:: Bagian Dokumen ::
Seperti biasa, aku pulang naik bis. Dari kost naik bis kota ke terminal. Ketidaknyamanan sudah mulai terasa dengan munculnya asap rokok dari penumpang, maklum dadaku ini rasanya sesak klo deket-deket sama orang merokok. Untung saja sang sopir tidak menunjukkan tanda-tanda akan merokok.
Sampai di terminal bus, orang-orang yang merokok lebih banyak saya jumpai yang mayoritas adalah sopir bus, pedagang, dan juga para pengamen. Padahal tahu sendiri lah MUI sudah memberikan fatwa dilarang merokok tapi sepertinya tidak berpengaruh banyak. “Ya, Allah sadarkanlah saudara-saudara ku agar mereka mau mendengarkan ulama mereka, dan jika mereka membantah ulama mereka maka jadikanlah mereka orang yang membantah dengan menggunakan dalil dari-Mu bukan karena keinginan semata”.

Di Indonesia ini, merokok dimana-mana sepertinya sudah merupakan budaya. Entahlah, karena sebuah kebanggaan atau apa saya kurang mengerti alasan pasti kenapa orang merokok. Saya sendiri kalau sampai saya merokok, saya tidak bisa membayangkan betapa akan marahnya ibu saya. Mungkin ibu akan bilang “lebih baik kamu bantu anak yatim piatu saja daripada buang-buang uang hanya untuk merusak dirimu sendiri”.
:::
:: Data yang Disediakan ::
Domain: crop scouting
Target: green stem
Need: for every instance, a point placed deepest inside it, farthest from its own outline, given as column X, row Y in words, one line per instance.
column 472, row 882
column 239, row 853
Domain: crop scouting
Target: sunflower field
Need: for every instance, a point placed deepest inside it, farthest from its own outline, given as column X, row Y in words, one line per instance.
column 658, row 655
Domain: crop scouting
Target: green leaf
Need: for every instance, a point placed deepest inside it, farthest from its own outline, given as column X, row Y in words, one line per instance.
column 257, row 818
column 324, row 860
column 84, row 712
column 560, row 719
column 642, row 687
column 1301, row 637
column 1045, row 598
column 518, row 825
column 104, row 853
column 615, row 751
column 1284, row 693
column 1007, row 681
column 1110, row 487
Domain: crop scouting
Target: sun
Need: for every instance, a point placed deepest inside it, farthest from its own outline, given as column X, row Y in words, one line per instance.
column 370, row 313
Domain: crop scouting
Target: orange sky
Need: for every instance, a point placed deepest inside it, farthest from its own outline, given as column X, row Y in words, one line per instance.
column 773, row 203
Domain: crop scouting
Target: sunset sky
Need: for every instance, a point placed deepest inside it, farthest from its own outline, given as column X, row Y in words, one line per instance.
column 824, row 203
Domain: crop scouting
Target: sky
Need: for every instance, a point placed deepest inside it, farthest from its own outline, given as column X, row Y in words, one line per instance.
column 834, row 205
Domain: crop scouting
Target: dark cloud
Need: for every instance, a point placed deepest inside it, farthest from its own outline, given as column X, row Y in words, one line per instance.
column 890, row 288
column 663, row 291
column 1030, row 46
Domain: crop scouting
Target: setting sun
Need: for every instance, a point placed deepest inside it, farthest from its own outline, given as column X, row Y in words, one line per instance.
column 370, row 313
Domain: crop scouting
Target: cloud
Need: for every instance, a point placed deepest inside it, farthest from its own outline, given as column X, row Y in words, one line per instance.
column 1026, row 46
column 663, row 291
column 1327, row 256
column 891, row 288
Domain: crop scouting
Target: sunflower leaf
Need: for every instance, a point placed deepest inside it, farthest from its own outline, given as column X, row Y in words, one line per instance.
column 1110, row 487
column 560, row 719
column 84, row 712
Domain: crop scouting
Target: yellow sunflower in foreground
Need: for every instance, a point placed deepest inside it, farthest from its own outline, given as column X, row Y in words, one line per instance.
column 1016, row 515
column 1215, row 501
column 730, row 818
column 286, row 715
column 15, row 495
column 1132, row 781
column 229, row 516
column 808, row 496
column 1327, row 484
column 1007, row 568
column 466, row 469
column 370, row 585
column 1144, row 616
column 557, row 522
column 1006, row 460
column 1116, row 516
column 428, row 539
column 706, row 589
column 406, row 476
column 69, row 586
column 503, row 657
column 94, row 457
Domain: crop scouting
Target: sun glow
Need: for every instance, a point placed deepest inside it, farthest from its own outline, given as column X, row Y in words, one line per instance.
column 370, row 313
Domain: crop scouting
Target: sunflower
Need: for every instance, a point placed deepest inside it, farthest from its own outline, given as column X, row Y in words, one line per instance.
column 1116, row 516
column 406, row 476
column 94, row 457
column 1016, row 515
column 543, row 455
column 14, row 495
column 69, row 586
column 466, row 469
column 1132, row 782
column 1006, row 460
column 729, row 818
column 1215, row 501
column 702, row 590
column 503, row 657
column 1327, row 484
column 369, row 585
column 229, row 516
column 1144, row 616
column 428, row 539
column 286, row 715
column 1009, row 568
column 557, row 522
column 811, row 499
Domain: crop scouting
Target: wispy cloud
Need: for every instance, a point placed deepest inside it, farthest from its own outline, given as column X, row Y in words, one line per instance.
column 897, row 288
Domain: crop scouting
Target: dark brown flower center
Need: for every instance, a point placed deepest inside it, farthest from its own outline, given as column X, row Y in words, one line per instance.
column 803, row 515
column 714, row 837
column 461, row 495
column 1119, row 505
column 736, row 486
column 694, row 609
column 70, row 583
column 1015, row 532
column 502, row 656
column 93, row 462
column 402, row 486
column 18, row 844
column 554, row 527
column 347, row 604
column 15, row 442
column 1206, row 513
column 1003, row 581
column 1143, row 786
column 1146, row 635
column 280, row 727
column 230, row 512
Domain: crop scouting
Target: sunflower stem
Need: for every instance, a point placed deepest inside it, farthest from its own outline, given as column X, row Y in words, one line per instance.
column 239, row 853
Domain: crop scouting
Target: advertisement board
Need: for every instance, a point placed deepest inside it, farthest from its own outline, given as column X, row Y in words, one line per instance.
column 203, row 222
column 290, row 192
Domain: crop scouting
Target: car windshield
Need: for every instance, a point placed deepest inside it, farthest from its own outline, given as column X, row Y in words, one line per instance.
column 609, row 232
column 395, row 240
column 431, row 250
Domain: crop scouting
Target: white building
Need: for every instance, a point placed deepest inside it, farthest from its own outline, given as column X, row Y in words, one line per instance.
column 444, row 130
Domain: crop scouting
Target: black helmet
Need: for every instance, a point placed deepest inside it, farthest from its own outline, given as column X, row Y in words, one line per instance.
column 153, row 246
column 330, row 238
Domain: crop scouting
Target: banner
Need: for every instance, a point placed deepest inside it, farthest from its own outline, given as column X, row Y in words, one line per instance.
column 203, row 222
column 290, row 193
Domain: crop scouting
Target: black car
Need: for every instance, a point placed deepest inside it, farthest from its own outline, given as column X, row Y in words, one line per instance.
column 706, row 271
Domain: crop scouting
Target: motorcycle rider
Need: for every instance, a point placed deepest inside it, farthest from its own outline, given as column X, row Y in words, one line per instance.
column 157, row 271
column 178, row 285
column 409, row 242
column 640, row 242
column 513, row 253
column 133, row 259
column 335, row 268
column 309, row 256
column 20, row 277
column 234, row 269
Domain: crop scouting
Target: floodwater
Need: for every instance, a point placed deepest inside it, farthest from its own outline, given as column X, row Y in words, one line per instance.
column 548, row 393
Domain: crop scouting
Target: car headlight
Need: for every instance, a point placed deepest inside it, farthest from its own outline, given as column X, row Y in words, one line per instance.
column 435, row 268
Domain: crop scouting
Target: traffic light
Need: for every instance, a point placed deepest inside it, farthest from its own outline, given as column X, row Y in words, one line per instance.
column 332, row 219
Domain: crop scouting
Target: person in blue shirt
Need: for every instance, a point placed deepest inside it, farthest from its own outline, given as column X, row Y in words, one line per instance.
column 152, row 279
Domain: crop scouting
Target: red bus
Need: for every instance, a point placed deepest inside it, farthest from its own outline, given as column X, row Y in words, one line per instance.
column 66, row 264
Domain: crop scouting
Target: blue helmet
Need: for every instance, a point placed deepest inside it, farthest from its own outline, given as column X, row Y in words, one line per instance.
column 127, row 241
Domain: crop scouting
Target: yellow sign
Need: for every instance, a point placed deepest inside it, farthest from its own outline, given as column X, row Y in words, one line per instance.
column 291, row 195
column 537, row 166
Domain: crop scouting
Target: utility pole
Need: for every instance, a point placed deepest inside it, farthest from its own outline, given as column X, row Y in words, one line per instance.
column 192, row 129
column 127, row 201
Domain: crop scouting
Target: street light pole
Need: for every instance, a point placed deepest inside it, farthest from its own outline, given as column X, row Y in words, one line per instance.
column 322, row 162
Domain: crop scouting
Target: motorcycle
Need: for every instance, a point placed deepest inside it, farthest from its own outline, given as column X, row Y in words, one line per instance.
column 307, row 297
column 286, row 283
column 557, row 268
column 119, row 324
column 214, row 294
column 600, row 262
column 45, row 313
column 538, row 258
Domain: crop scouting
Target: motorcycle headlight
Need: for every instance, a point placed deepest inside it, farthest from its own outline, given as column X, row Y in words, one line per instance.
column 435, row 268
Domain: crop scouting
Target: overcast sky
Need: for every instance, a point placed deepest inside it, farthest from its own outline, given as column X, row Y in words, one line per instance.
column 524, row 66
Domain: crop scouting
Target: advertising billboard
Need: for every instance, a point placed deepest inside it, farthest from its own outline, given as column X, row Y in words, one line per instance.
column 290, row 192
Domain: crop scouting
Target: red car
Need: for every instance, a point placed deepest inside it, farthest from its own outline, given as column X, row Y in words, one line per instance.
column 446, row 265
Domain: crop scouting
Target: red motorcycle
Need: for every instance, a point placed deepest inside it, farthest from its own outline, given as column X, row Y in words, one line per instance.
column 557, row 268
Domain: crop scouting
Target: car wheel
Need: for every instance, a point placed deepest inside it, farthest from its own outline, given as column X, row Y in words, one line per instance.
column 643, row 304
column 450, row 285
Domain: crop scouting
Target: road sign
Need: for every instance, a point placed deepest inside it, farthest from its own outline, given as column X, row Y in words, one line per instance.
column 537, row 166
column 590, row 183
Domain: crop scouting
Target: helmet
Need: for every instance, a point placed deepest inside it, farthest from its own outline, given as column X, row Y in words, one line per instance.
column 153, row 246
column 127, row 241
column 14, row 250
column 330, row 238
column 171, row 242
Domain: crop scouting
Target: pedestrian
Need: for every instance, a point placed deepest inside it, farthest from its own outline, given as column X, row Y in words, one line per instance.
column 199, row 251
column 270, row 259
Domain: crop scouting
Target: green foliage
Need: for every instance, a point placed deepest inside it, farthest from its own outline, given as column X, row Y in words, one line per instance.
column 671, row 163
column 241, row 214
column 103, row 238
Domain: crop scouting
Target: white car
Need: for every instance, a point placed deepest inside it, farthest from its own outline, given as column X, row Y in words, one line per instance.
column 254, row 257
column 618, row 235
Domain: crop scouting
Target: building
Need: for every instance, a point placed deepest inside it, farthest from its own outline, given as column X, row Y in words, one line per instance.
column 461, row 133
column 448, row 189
:::
Soal Latihan A: Dalam tulisan tentang merokok, apa alasan penulis merasa tidak nyaman saat penumpang bis kota merokok? Jawab dalam satu sampai tiga kalimat.
Soal Latihan B: Tolong teruskan tulisan tentang merokok itu mulai setelah kalimat terakhirnya.
Materi ini diambil dari sumber yang berbeda.

Jawaban Latihan A: Penulis merasa tidak nyaman karena dadanya terasa sesak jika berada dekat orang yang merokok.

Jawaban Latihan B:
Suatu hal yang aneh ketika seorang ada tukang becak mengeluh tentang biaya sekolah anaknya akan tetapi saya melihat dia merokok ketika berbicara masalah itu. Lawong buang-buang duwit saja bisa masak menyekolahkan anaknya saja kok begitu susahnya. Para penduduk miskin begitu tersiksanya akan semakin runyamnya ekonomi negeri kita pun masih tetap selalu memegang rokok ditangannya. Bayangkan saja kalau setiap hari pengeluaran rokok sebeaar 2000 per orang (asumsi mungkin habis antara 2-4 rokok per hari). Maka 30 hari uang yang dihabiskan untuk merokok adalah 60 ribu dan dalam satu tahun adalah 720 ribu.

Dengan modal yang dikumpulkan bertahun-tahun mereka bisa memulai untuk usaha yang lebih baik setidaknya ada usaha sampingan untuk memperbaiki roda ekonominya. Memang benar, kesabaran itu mahal harganya. Saya ingat sekali dulu ketika saya masuk kuliah tidak punya apa-apa. Semester satu saya hanya bisa membeli buku konsep pemrograman itupun dari pasar shopping yang harganya terkenal miring. Selebihnya saya mengandalkan fasilitas kampus. Sedikit demi sedikit saya sisihkan perharinya dan dengan tambahan uang beasiswa saya bisa membeli seperangkat komputer dengan harga 3 juta waktu itu. Begitu senangnya saya akhirnya bisa membeli komputer setelah satu setengah tahun berjuang.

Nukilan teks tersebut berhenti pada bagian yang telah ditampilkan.